- EXERCISE DETAILS:
In the records that follow, find the line with "positive clicks: (39, 122) (41, 146)"; from there, retype every line exactly through the line with "box: [6, 147, 320, 239]", which also belongs to the answer.

- INPUT DATA:
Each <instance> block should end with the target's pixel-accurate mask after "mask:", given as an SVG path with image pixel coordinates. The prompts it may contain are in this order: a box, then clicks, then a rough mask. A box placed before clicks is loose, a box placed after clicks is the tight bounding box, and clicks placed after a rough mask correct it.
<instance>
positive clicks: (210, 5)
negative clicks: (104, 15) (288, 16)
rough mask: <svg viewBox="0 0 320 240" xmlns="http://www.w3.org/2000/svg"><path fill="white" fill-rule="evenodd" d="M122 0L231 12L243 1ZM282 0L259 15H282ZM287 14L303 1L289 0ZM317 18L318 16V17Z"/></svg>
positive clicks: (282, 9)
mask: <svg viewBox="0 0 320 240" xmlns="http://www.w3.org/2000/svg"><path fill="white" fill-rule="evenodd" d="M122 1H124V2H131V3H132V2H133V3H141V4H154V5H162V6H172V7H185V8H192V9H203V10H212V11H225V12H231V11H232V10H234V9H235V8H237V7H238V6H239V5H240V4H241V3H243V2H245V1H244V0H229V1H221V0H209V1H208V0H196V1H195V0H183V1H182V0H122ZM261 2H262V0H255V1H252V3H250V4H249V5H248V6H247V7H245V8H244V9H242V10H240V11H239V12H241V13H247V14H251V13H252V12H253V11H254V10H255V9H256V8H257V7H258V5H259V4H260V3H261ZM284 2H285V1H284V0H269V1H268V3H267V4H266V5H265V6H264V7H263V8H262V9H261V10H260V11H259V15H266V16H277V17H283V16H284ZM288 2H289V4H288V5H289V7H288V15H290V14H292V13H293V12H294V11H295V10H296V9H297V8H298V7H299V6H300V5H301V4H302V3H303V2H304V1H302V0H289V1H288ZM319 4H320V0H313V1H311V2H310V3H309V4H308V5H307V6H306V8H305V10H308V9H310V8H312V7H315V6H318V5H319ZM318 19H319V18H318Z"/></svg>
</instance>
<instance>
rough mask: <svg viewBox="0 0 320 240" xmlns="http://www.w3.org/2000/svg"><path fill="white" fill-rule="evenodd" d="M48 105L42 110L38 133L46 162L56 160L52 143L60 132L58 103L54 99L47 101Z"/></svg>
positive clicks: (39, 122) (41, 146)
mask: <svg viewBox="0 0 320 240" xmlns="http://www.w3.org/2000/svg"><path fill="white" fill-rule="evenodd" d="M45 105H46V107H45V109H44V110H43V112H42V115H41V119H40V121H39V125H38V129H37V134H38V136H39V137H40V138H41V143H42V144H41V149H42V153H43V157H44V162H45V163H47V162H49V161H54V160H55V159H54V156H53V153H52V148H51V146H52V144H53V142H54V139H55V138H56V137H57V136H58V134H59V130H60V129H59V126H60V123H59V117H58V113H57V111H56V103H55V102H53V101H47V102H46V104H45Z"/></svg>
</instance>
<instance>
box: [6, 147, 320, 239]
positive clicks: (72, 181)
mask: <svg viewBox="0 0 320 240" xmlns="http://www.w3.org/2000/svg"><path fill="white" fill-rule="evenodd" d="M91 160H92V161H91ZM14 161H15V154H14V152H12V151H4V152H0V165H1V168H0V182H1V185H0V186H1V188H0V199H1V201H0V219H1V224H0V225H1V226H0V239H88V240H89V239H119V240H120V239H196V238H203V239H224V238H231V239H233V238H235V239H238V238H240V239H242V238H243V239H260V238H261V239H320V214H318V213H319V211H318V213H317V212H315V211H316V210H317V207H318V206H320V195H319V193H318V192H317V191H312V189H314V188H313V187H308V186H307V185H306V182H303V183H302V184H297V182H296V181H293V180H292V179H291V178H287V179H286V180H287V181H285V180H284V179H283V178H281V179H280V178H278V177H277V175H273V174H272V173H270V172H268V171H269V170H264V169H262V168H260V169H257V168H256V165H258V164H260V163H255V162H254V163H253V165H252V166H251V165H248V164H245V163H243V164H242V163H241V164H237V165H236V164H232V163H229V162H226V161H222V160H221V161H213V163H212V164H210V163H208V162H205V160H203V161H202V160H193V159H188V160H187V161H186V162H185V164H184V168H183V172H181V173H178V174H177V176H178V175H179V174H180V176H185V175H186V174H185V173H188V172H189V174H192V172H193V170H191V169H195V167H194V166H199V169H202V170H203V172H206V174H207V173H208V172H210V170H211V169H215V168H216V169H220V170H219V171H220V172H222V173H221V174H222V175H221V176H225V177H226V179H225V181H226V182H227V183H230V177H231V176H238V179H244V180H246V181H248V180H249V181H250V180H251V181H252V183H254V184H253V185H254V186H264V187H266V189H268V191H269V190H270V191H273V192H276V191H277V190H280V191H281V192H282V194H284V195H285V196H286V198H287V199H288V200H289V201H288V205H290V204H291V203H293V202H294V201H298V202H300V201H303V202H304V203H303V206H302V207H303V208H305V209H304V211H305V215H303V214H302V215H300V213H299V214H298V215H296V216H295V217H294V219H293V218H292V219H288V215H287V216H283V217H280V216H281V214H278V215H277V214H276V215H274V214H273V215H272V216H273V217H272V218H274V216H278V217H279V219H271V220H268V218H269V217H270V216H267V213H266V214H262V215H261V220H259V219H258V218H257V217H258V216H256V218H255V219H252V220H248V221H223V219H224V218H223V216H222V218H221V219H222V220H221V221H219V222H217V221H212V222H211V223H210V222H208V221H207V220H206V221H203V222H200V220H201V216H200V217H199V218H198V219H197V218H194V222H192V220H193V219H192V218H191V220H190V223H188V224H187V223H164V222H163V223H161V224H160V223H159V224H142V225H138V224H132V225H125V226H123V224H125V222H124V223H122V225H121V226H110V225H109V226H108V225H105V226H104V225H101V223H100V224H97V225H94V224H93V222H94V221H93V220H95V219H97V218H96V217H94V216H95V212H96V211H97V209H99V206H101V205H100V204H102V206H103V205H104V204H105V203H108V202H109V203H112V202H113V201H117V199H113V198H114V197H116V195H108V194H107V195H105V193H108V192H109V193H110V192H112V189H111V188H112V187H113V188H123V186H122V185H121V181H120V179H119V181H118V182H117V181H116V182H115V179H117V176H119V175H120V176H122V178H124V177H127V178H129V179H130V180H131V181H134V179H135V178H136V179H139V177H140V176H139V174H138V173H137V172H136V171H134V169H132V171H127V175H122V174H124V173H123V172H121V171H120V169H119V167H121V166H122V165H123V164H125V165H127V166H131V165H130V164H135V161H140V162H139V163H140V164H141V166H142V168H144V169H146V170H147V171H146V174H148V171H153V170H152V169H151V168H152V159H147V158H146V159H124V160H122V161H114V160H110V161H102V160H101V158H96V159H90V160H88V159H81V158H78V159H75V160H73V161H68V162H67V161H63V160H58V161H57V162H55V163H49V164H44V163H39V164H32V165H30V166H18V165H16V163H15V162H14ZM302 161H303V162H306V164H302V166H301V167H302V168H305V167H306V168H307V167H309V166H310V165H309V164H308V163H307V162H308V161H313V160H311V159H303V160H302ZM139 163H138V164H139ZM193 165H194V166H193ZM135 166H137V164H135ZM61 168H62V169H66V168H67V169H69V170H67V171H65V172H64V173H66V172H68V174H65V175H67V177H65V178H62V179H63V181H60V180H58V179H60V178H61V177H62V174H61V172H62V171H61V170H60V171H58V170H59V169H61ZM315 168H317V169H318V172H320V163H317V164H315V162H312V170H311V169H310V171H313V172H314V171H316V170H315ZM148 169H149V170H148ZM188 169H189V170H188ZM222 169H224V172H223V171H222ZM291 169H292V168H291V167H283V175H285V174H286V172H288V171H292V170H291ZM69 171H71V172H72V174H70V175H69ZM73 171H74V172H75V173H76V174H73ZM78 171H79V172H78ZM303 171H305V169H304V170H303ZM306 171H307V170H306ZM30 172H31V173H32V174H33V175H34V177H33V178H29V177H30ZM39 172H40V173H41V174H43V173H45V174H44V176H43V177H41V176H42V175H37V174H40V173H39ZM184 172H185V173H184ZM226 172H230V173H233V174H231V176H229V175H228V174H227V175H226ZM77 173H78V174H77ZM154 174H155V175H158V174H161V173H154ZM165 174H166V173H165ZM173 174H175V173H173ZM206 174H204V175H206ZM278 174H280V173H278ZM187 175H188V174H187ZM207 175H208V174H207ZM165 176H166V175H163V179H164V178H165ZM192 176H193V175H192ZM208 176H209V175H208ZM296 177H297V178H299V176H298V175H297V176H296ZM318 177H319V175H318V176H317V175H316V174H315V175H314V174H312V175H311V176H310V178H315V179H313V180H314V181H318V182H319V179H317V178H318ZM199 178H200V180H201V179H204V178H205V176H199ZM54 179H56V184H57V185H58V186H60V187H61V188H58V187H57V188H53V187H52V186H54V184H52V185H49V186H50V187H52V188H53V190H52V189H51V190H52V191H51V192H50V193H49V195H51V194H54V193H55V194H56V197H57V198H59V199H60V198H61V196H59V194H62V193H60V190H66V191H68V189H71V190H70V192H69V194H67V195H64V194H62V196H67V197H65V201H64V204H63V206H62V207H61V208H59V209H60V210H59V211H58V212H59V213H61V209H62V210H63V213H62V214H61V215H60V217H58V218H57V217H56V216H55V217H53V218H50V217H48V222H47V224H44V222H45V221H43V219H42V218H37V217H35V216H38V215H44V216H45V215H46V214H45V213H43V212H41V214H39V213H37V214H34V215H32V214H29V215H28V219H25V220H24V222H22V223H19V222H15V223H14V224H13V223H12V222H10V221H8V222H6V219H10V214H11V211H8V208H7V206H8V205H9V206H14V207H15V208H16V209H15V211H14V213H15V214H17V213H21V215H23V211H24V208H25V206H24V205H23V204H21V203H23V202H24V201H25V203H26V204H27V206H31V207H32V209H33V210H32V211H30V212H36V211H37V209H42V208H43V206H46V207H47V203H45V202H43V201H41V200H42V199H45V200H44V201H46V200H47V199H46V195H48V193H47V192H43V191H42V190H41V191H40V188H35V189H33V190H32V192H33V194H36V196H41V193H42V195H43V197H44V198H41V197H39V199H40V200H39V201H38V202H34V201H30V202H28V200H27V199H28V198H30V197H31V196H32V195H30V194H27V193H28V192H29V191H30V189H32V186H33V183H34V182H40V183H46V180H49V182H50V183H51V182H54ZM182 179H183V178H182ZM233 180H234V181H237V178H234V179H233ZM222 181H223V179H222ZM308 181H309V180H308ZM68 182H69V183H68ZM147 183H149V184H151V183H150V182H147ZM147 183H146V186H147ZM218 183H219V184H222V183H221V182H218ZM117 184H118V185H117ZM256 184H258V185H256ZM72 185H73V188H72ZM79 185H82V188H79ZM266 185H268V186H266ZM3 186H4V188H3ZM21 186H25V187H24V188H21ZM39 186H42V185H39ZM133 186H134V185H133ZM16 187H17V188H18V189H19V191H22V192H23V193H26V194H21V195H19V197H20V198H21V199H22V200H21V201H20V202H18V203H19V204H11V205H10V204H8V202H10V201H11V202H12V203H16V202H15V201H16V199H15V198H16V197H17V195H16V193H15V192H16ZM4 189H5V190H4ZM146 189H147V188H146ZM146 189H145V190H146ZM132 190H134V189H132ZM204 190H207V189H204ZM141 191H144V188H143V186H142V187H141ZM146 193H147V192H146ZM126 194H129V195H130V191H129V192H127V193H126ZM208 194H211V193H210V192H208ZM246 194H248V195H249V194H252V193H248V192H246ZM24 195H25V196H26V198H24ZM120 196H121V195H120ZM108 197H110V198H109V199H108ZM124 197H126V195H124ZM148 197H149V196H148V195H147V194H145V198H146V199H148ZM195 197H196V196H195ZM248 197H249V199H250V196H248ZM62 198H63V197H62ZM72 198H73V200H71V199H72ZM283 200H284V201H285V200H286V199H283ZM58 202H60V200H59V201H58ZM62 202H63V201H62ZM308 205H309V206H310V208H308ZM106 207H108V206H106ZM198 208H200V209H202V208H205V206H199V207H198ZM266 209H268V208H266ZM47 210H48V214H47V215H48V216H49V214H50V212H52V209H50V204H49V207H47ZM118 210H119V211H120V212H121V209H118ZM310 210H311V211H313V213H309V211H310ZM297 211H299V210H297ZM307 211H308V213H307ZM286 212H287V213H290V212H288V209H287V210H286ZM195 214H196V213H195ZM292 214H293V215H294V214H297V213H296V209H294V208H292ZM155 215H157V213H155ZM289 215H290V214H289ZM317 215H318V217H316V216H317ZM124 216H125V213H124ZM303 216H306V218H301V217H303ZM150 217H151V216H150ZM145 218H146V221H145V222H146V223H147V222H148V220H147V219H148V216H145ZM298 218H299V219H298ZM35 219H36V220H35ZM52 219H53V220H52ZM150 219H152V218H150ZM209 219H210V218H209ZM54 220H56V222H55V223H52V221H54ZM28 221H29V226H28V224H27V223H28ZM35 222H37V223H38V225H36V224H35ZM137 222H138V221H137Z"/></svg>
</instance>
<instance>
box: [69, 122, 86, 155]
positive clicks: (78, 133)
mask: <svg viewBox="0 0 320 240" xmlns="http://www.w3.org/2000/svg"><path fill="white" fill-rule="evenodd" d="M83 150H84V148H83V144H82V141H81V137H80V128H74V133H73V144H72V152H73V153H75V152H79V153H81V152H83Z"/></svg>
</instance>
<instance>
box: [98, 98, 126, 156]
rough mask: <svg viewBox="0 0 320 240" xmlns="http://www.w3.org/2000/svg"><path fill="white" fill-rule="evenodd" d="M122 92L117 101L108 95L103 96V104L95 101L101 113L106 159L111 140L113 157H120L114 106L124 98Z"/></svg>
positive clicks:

- SOLUTION:
positive clicks: (39, 122) (41, 146)
mask: <svg viewBox="0 0 320 240" xmlns="http://www.w3.org/2000/svg"><path fill="white" fill-rule="evenodd" d="M45 105H46V107H45V109H44V110H43V112H42V115H41V119H40V121H39V125H38V129H37V134H38V136H39V137H40V138H41V143H42V144H41V149H42V153H43V157H44V162H45V163H47V162H49V161H54V160H55V159H54V156H53V153H52V148H51V146H52V144H53V142H54V139H55V138H56V137H57V136H58V134H59V130H60V129H59V126H60V123H59V117H58V113H57V111H56V103H55V102H53V101H47V102H46V104H45Z"/></svg>
</instance>
<instance>
box: [6, 147, 320, 239]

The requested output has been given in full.